### Your task
Reproduce every entry in the listing without alteration.

### Information supplied
================================

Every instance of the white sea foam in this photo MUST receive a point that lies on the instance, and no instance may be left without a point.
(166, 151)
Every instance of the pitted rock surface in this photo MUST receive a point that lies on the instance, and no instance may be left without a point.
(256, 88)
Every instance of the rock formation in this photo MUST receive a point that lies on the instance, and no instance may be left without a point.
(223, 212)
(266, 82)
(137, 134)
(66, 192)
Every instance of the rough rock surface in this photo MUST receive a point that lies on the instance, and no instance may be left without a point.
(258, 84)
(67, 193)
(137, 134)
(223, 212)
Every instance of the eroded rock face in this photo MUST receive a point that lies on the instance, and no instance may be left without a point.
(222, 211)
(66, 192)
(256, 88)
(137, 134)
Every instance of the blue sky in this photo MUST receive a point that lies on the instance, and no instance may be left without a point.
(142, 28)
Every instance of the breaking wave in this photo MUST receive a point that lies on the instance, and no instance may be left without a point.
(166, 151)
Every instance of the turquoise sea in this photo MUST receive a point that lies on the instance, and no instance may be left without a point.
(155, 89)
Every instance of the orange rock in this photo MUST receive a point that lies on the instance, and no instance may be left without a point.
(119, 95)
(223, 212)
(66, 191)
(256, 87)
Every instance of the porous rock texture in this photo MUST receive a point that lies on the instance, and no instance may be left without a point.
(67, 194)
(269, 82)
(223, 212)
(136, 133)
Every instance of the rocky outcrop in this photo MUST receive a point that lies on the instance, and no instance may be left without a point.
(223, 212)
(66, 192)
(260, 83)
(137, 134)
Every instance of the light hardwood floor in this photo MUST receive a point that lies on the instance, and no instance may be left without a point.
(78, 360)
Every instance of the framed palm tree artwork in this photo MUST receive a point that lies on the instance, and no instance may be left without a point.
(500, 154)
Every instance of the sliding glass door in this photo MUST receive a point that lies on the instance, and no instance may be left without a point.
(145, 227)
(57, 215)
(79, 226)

================================

### The output
Every instance of the white sea foam in this photo MUST receive a point that lies on the instance, and no instance may be left without a point.
(166, 151)
Every instance of the pitted rock surface in this photo MUST receive a point that lies on the instance, and no instance may be left without a point.
(256, 88)
Every instance of the rock formation in this photo MUST receive a point that lies on the instance, and no instance may be left without a point.
(223, 212)
(266, 82)
(137, 134)
(66, 192)
Every instance of the rough rock surface in this photo MUST receive a point that lies on the instance, and no instance may be left without a point.
(258, 84)
(67, 193)
(137, 134)
(223, 212)
Every instance of the eroded rock face in this photo MUST receive a point that lies on the instance, and no instance may be left without a point.
(222, 211)
(66, 192)
(256, 88)
(137, 134)
Every instance of the blue sky in this photo MUST receive a point that lies on the instance, and no instance may be left without a point.
(142, 28)
Every instance of the breaking wave in this photo MUST receive a point that lies on the instance, and no instance may be left without a point.
(166, 151)
Every instance of the turquoise sea in this photo MUST receive a point that lies on the instance, and no instance may be left without a point.
(155, 89)
Every instance of the orange rock in this photo MUST receive a point that lies on the instance, and no instance may be left without a point.
(119, 95)
(223, 212)
(66, 191)
(256, 87)
Every instance of the porous rock texture in this photo MUST receive a point that lies on the instance, and no instance may be left without a point.
(67, 194)
(269, 82)
(223, 212)
(136, 133)
Every instance of the rocky outcrop in this photo MUST receive a point that lies on the instance, and no instance may be left without a point.
(223, 212)
(66, 192)
(260, 83)
(137, 134)
Every instance of the light hardwood floor in this photo MUST receive a point that lies on the instance, and no instance may be left without a point.
(78, 360)
Every instance of the framed palm tree artwork in this photo MUST receive a point that lies on the instance, and no instance may be left without a point.
(500, 154)
Every instance of the sliding glass door in this photo MUST receive a point that lies on the instance, and no instance may be left without a point.
(145, 227)
(57, 215)
(79, 226)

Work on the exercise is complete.